(EXERCISE REQUIREMENTS)
Below, render the lines starting at the one containing "belly, I would be grateful." and ending at the one containing "M277 389L241 388L182" as a Markdown table with the columns Index and Content. Number each line in Index, put the line itself in Content, and skip any blank lines.
▬▬▬
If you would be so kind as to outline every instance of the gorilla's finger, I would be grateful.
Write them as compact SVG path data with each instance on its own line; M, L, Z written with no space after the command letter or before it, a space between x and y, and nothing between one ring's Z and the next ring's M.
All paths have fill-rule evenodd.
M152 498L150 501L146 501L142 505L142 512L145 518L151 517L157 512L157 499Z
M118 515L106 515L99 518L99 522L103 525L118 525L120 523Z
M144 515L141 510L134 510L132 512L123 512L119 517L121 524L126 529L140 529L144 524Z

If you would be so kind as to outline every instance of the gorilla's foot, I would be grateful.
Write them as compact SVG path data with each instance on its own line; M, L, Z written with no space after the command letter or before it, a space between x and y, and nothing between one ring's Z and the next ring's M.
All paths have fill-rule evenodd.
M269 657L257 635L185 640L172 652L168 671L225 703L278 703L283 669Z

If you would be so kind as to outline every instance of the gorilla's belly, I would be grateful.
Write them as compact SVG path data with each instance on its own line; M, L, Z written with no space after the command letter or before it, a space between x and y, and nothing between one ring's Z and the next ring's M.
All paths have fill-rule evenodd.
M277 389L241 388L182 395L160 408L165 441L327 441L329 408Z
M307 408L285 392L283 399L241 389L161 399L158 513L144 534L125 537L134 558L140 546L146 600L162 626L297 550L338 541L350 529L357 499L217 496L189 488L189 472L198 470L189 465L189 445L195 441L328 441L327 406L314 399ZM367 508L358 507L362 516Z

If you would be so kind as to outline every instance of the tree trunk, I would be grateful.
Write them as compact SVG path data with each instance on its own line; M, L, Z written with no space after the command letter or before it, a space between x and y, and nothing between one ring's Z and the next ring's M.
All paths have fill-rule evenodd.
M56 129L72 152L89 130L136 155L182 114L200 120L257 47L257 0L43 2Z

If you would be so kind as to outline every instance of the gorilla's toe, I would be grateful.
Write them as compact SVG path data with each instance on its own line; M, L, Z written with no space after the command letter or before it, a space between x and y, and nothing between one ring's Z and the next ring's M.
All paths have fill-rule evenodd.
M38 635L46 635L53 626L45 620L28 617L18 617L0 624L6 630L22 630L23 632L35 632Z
▬▬▬
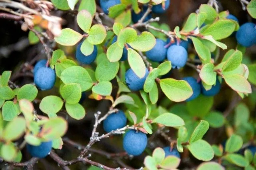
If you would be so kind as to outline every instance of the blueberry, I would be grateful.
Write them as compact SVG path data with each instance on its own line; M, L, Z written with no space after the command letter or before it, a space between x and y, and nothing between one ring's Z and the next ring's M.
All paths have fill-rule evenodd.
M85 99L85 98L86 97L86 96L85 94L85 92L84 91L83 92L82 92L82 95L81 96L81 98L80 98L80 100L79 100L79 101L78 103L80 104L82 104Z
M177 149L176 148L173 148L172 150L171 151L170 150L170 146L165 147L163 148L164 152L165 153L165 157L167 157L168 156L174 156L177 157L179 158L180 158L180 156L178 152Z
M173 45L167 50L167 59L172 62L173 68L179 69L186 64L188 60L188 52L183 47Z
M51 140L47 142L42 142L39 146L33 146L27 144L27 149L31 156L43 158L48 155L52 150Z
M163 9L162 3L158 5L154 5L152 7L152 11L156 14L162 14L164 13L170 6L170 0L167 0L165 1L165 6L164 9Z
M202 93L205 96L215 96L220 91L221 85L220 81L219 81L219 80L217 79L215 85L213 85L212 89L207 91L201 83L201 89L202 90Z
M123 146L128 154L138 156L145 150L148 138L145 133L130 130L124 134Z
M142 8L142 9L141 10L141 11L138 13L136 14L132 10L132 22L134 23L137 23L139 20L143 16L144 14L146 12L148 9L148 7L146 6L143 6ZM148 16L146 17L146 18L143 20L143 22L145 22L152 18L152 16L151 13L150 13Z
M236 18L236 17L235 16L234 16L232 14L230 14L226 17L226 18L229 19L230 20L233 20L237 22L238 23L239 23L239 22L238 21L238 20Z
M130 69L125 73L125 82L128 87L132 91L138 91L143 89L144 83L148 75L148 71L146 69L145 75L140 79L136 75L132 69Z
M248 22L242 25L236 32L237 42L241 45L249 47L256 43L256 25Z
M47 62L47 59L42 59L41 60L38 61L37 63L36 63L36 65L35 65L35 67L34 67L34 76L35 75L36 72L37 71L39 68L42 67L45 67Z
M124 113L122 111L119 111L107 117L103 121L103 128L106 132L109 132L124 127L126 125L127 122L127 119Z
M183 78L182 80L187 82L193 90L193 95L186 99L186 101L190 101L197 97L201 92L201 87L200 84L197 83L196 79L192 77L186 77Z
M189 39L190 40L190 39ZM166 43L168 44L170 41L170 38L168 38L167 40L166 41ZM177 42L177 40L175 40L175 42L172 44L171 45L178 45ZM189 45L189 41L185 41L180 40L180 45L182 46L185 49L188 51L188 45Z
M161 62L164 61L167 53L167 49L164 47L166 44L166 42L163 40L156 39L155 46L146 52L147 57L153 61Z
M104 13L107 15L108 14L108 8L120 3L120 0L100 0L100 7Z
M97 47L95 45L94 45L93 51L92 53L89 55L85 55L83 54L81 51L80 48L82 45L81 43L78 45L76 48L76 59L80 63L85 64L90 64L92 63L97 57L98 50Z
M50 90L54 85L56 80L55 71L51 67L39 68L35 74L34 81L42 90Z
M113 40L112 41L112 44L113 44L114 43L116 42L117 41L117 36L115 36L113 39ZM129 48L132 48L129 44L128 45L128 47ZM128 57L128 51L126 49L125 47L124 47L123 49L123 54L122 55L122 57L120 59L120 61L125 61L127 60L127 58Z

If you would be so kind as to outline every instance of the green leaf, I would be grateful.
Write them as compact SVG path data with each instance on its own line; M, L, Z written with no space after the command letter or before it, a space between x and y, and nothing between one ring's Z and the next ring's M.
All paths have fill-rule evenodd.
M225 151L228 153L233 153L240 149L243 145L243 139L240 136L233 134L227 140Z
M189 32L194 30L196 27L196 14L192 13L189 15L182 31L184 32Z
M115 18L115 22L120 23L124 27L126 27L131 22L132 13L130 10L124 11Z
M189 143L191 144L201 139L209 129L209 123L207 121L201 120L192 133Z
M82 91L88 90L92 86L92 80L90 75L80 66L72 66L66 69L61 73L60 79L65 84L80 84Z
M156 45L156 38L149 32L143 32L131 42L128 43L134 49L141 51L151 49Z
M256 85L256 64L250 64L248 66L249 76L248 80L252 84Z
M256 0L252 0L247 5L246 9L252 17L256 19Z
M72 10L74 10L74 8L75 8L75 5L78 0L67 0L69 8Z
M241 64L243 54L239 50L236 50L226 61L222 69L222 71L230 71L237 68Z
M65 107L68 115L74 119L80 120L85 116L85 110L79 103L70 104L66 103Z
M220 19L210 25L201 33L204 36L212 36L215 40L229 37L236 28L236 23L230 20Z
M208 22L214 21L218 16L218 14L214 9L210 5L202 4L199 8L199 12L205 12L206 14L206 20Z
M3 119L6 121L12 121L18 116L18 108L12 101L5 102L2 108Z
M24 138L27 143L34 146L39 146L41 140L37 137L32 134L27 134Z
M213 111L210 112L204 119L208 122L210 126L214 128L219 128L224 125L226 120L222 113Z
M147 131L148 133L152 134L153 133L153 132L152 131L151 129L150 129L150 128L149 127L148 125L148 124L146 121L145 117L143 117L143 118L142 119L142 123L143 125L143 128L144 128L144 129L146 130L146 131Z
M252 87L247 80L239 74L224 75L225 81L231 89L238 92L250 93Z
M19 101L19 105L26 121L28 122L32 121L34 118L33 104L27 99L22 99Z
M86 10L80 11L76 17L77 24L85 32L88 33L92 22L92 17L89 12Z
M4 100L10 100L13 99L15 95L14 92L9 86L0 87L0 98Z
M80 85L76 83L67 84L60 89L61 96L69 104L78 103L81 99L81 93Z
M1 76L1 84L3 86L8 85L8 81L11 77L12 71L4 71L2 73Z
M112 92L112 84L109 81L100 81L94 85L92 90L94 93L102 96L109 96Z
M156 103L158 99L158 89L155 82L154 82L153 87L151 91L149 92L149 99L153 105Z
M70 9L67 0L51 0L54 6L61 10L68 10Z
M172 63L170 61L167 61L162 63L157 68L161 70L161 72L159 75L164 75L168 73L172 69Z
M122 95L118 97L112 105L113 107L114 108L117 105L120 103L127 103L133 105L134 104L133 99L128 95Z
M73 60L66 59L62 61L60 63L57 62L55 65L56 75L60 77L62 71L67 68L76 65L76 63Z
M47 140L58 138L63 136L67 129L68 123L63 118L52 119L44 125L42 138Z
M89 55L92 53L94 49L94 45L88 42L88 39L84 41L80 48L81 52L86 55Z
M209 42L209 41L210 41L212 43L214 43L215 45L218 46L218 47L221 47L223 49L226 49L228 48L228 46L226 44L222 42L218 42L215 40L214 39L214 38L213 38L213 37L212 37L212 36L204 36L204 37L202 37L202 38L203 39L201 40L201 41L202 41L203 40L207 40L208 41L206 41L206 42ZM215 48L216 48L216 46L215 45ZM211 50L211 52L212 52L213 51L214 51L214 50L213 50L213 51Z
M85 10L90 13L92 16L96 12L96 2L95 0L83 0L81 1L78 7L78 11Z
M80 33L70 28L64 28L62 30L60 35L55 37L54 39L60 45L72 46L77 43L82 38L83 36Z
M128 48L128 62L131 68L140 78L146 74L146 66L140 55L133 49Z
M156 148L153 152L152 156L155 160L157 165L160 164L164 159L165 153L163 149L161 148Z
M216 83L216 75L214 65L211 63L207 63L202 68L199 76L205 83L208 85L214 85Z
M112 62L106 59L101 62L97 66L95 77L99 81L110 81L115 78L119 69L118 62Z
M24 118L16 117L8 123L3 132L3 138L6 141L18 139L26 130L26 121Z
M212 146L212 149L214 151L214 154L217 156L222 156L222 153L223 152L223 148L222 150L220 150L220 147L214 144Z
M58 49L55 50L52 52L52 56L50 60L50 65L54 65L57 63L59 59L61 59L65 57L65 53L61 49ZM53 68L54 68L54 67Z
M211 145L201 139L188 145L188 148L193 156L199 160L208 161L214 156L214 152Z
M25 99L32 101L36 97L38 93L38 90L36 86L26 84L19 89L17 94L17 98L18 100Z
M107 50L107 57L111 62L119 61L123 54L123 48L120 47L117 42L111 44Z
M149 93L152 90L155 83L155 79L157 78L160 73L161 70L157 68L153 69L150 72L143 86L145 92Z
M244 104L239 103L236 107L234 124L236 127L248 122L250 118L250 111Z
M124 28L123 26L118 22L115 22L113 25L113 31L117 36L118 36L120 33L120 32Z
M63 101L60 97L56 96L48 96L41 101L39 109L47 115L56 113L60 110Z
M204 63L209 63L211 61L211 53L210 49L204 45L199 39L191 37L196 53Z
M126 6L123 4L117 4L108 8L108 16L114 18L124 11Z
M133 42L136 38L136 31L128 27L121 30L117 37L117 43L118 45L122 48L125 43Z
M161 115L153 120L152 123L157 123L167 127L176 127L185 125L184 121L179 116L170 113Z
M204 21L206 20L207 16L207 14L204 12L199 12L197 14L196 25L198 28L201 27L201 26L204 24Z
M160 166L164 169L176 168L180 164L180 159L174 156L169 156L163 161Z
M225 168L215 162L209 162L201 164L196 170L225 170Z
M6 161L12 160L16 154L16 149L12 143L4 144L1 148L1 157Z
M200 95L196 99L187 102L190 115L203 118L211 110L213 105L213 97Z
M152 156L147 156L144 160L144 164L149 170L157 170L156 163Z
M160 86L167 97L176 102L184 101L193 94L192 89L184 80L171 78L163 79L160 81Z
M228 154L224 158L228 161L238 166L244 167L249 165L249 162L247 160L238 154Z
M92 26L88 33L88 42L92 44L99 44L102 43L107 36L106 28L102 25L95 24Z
▬▬▬
(TASK RESPONSE)
| Index | Content |
|---|---|
| 1 | If you would be so kind as to outline every instance of the gorilla's belly, I would be grateful. |
| 2 | Write them as compact SVG path data with each instance on its own line; M, L, Z written with no space after the command letter or before it, a space between x and y, and nothing between one ring's Z and the next ring's M. |
| 3 | All paths have fill-rule evenodd. |
| 4 | M277 389L241 388L182 395L160 408L165 441L327 441L329 408Z |